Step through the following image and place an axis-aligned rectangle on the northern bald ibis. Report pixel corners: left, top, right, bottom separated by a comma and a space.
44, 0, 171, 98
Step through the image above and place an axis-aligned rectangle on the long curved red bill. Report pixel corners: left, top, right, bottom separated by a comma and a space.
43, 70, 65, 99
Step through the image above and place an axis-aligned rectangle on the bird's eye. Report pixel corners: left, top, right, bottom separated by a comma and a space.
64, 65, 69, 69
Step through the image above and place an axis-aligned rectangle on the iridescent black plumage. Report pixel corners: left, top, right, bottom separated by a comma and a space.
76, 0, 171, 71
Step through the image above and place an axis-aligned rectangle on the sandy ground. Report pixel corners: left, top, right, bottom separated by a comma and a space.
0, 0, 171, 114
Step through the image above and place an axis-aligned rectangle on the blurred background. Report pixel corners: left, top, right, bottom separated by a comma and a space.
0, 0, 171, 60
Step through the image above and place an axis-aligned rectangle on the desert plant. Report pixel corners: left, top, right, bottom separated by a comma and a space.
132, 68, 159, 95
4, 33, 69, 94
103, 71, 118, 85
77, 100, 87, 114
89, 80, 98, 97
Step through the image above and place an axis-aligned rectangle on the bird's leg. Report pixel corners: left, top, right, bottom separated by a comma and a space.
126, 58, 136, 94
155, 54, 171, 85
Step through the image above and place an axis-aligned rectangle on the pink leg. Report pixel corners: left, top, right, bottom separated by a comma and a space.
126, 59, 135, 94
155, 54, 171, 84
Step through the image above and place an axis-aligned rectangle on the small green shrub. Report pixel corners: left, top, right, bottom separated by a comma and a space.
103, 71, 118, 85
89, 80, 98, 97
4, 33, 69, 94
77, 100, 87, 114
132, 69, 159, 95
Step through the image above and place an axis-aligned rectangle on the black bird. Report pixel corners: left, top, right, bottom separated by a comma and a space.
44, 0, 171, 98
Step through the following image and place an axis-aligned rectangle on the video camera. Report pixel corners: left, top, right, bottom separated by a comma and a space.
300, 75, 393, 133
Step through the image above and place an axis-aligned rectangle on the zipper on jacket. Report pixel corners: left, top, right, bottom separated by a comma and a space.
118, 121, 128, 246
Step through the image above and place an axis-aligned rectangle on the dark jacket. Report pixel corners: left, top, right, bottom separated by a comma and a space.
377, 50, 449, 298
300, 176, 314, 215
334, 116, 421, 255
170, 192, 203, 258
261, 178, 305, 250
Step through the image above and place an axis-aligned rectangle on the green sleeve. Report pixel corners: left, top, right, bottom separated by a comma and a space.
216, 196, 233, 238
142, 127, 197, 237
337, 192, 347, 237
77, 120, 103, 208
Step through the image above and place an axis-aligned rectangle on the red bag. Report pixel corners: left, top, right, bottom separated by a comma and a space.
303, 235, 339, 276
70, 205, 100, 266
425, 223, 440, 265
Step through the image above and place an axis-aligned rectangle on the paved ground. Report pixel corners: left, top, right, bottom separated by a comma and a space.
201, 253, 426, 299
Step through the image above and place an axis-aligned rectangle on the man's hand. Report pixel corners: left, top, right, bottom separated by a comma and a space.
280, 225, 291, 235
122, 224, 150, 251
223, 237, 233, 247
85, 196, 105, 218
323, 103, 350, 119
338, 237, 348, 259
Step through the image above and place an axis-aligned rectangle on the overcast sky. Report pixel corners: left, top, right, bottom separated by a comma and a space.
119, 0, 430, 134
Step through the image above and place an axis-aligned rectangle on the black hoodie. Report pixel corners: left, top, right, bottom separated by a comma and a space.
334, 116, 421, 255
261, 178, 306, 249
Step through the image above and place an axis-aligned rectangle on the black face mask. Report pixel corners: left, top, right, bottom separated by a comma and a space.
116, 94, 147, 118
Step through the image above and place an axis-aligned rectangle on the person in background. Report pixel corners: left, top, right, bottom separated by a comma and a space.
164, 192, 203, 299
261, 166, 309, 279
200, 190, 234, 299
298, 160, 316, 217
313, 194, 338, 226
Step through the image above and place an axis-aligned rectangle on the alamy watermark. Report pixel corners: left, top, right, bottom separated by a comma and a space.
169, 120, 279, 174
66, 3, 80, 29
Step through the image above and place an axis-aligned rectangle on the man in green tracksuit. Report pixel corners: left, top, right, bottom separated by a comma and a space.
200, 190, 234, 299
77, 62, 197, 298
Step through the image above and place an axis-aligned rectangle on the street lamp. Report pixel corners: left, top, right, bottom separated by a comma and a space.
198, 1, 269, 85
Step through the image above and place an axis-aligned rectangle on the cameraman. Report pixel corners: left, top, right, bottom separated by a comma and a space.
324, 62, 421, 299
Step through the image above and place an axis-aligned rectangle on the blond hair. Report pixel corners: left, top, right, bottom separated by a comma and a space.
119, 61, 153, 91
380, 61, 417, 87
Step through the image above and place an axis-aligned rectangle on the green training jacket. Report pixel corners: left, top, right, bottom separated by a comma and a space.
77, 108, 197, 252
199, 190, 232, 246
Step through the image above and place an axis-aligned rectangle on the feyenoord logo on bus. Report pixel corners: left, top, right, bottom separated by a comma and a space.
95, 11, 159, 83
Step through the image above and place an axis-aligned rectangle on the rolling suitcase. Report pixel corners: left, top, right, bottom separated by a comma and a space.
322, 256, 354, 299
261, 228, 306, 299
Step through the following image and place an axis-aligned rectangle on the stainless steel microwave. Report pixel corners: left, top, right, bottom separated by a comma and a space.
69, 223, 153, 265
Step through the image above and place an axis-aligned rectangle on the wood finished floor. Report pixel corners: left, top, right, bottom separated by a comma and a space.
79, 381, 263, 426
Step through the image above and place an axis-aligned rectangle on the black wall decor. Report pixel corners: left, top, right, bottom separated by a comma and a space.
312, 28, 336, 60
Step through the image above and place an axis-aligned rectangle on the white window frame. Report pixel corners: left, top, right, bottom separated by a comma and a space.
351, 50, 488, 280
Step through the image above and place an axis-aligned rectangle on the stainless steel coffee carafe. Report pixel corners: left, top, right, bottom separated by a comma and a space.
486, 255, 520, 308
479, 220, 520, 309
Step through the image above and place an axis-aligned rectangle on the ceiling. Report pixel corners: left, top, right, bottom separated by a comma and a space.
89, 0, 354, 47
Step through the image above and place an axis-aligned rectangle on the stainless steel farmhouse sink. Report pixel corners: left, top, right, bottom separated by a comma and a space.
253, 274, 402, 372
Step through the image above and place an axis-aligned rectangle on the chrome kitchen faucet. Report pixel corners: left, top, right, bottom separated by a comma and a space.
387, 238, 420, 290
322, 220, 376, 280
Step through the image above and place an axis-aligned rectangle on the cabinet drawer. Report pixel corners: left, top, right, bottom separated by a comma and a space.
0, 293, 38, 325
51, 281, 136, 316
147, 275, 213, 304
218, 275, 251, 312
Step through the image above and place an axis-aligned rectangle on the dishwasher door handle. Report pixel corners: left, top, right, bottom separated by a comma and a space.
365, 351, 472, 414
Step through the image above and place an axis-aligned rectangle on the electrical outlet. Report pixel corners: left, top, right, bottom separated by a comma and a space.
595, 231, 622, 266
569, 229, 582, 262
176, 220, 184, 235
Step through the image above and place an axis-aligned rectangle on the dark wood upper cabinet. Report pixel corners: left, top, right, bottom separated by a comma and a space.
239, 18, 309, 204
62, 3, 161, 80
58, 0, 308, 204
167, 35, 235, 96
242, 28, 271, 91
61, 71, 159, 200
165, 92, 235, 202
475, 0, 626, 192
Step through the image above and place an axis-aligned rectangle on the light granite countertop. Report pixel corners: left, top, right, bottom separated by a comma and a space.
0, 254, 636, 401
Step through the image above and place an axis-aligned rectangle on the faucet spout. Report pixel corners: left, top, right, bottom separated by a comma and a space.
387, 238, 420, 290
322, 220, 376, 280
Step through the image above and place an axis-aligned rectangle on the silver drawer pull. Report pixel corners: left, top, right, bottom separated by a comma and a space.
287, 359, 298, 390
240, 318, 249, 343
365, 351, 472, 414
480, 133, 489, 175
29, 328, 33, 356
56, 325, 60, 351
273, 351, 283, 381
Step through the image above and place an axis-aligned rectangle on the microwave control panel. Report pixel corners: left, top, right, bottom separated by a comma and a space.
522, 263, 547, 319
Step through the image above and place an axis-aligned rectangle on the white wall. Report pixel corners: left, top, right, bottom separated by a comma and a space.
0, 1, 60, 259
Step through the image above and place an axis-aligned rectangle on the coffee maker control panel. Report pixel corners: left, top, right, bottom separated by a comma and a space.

══════════

• **Written task**
Rewrite everything from the line containing "on the man's" down to the line containing "85, 196, 105, 218", request included, offsetting every box coordinate in the answers by adding 11.

• **Worked answer**
Step through the image above and place an axis-aligned rectangle on the man's hand. Report pixel corners: left, top, right, bottom separated by a comma and a space.
291, 236, 302, 246
133, 235, 161, 262
234, 248, 244, 258
96, 207, 116, 229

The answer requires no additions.